Stated goal:
Arrange every line of the rows below as a numbered list, omitting any blank lines.

The records:

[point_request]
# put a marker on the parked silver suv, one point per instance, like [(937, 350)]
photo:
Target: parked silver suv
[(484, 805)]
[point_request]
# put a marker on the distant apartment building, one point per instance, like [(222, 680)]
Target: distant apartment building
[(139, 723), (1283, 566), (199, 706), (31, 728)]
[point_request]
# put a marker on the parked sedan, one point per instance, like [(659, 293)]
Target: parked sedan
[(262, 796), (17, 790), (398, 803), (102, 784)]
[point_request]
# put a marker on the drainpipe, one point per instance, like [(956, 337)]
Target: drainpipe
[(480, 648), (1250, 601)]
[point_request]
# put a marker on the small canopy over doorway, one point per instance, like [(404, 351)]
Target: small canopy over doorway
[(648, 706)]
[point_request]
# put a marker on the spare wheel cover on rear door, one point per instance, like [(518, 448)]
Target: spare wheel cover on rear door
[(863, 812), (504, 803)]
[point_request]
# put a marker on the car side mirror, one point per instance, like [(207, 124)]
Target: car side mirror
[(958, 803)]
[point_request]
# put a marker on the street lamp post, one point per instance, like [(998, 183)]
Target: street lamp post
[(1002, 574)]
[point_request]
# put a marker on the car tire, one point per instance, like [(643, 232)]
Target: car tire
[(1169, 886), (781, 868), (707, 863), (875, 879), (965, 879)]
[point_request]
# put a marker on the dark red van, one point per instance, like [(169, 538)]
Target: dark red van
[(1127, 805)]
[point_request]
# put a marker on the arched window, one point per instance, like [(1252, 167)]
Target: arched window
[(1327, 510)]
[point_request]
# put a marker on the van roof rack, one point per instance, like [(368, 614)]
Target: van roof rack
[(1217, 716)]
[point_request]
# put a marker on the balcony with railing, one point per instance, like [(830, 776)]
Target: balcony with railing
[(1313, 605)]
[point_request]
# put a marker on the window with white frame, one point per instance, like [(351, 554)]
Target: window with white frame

Reply:
1. [point_request]
2. # put a marker on the parked silver suv, one point per instance, like [(937, 350)]
3. photo:
4. Target: parked silver suv
5. [(484, 805)]
6. [point_request]
7. # put a marker on the distant apartment building, one point per instance, like [(222, 680)]
8. Target: distant apartment building
9. [(139, 723), (1283, 566), (199, 706), (31, 728)]
10. [point_request]
11. # put a marker on the parked sedan, one point per instance, like [(659, 293)]
12. Target: parked sedan
13. [(262, 796), (17, 790), (398, 803), (102, 784)]
14. [point_request]
15. # put a marker on the drainpipe, one point per instance, like [(956, 337)]
16. Target: drainpipe
17. [(480, 648), (1250, 601)]
18. [point_request]
19. # put a marker on the small canopy over doorway, one point per instance, like [(404, 351)]
20. Target: small canopy over doorway
21. [(648, 706)]
22. [point_request]
23. # put a marker on the spare wheel cover on rear door, one point per instance, like [(518, 448)]
24. Target: spare wheel cover on rear door
25. [(863, 812), (504, 803)]
26. [point_request]
27. # put a marker on the car side mirror, one point per instance, like [(207, 124)]
28. Target: car side mirror
29. [(958, 803)]
30. [point_request]
31. # put a marker on the street lamp post, one point per instance, like [(998, 183)]
32. Target: street lamp post
33. [(1002, 574)]
34. [point_request]
35. # put a marker on the car tire, one point per instance, like [(643, 232)]
36. Target: car tire
37. [(1169, 886), (781, 868), (707, 863), (875, 879), (965, 879)]
38. [point_request]
39. # put a marker on the dark red van, one point per instance, like [(169, 538)]
40. Target: dark red van
41. [(1127, 805)]
42. [point_request]
43. # put a marker on the arched window, one point per instance, like [(1252, 167)]
44. Target: arched window
45. [(1327, 510)]
46. [point_request]
47. # put a marker on the van roof rack, one point per instance, like [(368, 614)]
48. Target: van roof rack
49. [(1217, 716)]
50. [point_request]
51. # put a marker on the balcony with railing, one point per instance, like [(830, 776)]
52. Target: balcony with railing
53. [(1313, 605)]
54. [point_request]
55. # put a marker on the window with white frame, one point per instance, like [(351, 554)]
56. Target: window with white frame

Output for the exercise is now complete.